# START OF Records for processing

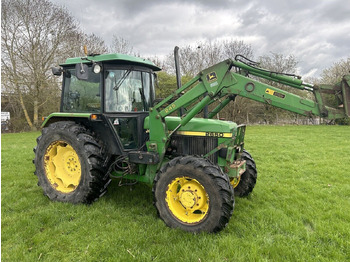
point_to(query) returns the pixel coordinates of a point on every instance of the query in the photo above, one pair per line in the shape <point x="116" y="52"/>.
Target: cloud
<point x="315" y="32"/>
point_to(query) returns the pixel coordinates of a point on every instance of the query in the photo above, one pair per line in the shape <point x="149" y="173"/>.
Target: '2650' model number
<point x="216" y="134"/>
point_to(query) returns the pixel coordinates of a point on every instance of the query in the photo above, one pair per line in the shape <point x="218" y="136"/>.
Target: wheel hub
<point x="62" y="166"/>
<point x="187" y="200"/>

# END OF Records for processing

Write out all of the lines above word for word, leaving out the pictures.

point_to(query) returns the pixel coordinates of a point on every instance of the query in the photo above, one pair per line in the shape <point x="116" y="52"/>.
Target: cloud
<point x="315" y="32"/>
point_to(query) returns the pixel coordinates of a point on every instance of the query in the photo above, one pair per line in the shape <point x="149" y="173"/>.
Target: '2650' model number
<point x="216" y="134"/>
point_to(query) returns the pixel coordinates of a point on every instance of the query in the photo above, one pair per line in the shape <point x="218" y="136"/>.
Target: wheel hub
<point x="62" y="166"/>
<point x="187" y="200"/>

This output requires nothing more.